• Testo di riferimento:
* * * * * * *

Il Consiglio Nazionale Forense esprime la propria solidarietà all'avvocata Ilaria Salamandra, che con un video pubblicato sui social ha denunciato la decisione della giudice del Tribunale di Roma di non accogliere la sua richiesta di rinvio dell'udienza per legittimo impedimento, presentata perché il figlio doveva sottoporsi a controlli in day hospital all'ospedale Bambino Gesù di Roma.

“Riteniamo - afferma il presidente del Cnf Francesco Greco - che la decisione della giudice sia stata ingiusta e in contrasto con i principi fondamentali della giustizia, in particolare per quanto riguarda il diritto alla difesa. L'avvocata Salamandra aveva giustificato la sua richiesta di rinvio con motivi validi e giustificati, eppure la giudice ha deciso di non tenerne conto, impedendole così di esercitare il suo dovere di rappresentare il cliente in modo adeguato”. Il Cnf, conclude quindi il presidente Greco “ribadisce l'importanza del rispetto dei diritti degli avvocati e dei loro clienti e chiederà al consiglio giudiziario di Roma di prendere provvedimenti per garantire che situazioni come questa non si ripetano in futuro”. 

“Non è la prima volta che capita un episodio del genere nel Tribunale di Roma - commenta il presidente dell'Ordine degli avvocati di Roma, Paolo Nesta -, ricordiamo il caso di una collega cui venne negato il legittimo impedimento nel giorno della data presunta del parto. Ora questo nuovo caso, che lede non solo la dignità e il decoro della professione forense, ma la dignità stessa della donna: assurdo, in un'epoca in cui si parla di parità di genere e di cosa fare per eliminare le disparità”.

* * * * * * *

• Dati grezzi:

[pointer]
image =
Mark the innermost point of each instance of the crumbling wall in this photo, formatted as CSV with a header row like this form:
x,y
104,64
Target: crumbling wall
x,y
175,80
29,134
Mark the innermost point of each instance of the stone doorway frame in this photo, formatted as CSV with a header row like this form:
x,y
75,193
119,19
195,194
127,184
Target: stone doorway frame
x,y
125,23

* * * * * * *

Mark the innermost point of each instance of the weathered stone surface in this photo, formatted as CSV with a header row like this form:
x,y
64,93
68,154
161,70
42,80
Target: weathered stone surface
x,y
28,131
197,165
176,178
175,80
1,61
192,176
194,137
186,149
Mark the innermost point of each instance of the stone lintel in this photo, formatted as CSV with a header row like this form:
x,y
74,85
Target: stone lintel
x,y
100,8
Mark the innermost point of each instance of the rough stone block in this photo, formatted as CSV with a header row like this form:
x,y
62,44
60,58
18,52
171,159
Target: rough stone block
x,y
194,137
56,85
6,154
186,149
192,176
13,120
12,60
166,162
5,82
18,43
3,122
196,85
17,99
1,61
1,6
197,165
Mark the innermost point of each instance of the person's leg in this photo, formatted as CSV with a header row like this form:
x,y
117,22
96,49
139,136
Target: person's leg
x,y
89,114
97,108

* * * * * * *

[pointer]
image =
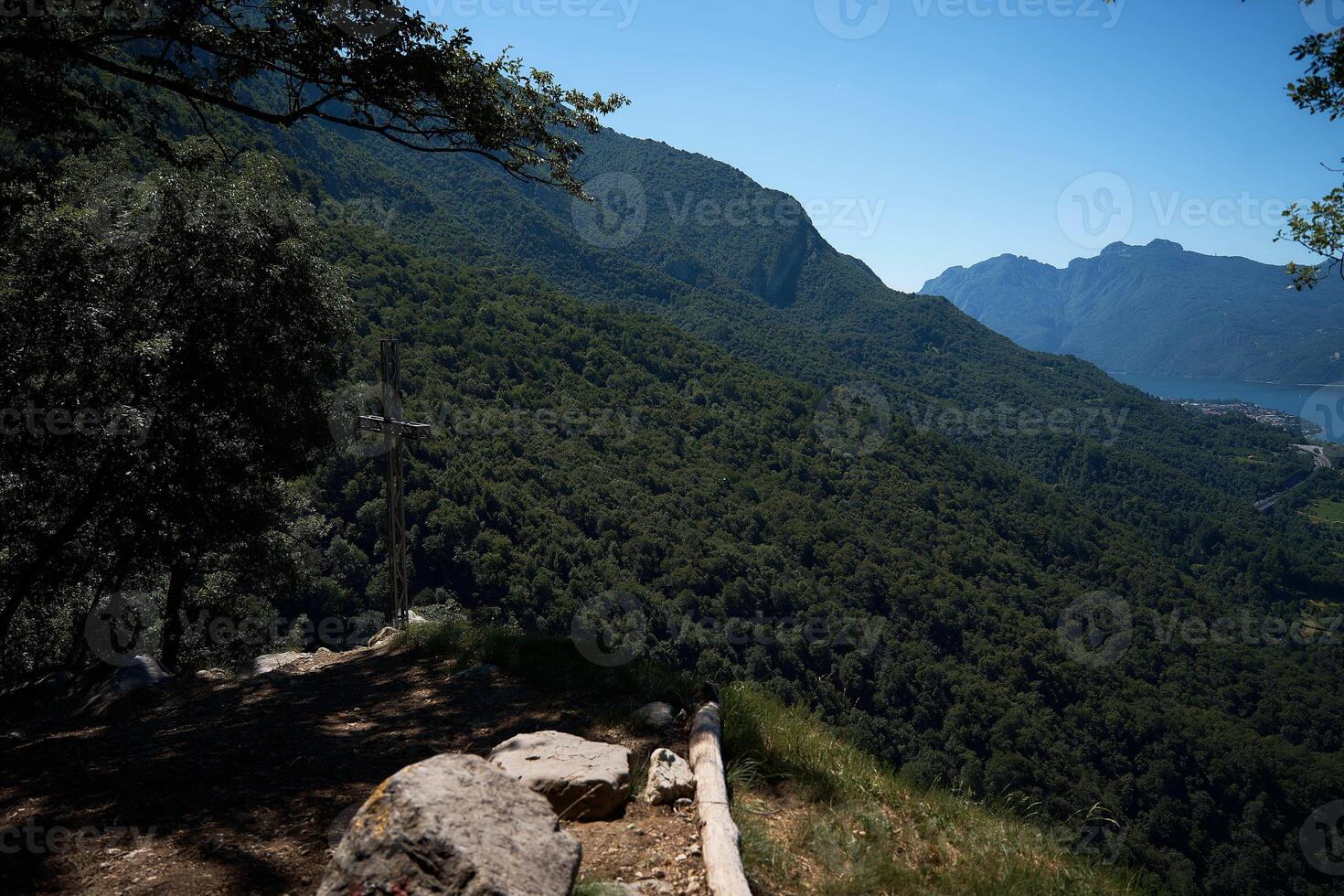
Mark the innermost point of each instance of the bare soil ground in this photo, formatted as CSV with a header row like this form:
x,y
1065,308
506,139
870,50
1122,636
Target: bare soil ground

* * * * * * *

• Consegna A:
Trascrivi dal testo di riferimento il tratto da "Il Consiglio Nazionale" fino a "Gesù di Roma.".
• Consegna B:
In base al testo di riferimento, per quale motivo l'avvocata Salamandra aveva chiesto il rinvio dell'udienza?
• Consegna C:
Nel testo di riferimento, per quali ragioni il presidente del Cnf Francesco Greco giudica ingiusta la decisione della giudice?
Le voci non hanno alcun ruolo in questo esercizio.

• Soluzione A:
Il Consiglio Nazionale Forense esprime la propria solidarietà all'avvocata Ilaria Salamandra, che con un video pubblicato sui social ha denunciato la decisione della giudice del Tribunale di Roma di non accogliere la sua richiesta di rinvio dell'udienza per legittimo impedimento, presentata perché il figlio doveva sottoporsi a controlli in day hospital all'ospedale Bambino Gesù di Roma.

• Soluzione B:
Perché il figlio doveva sottoporsi a controlli in day hospital all'ospedale Bambino Gesù di Roma.

• Soluzione C:
Secondo Greco la decisione contrasta con i principi fondamentali della giustizia, in particolare con il diritto alla difesa. L'avvocata aveva motivato la richiesta con ragioni valide, ma la giudice non ne ha tenuto conto. Così le ha impedito di rappresentare il cliente in modo adeguato.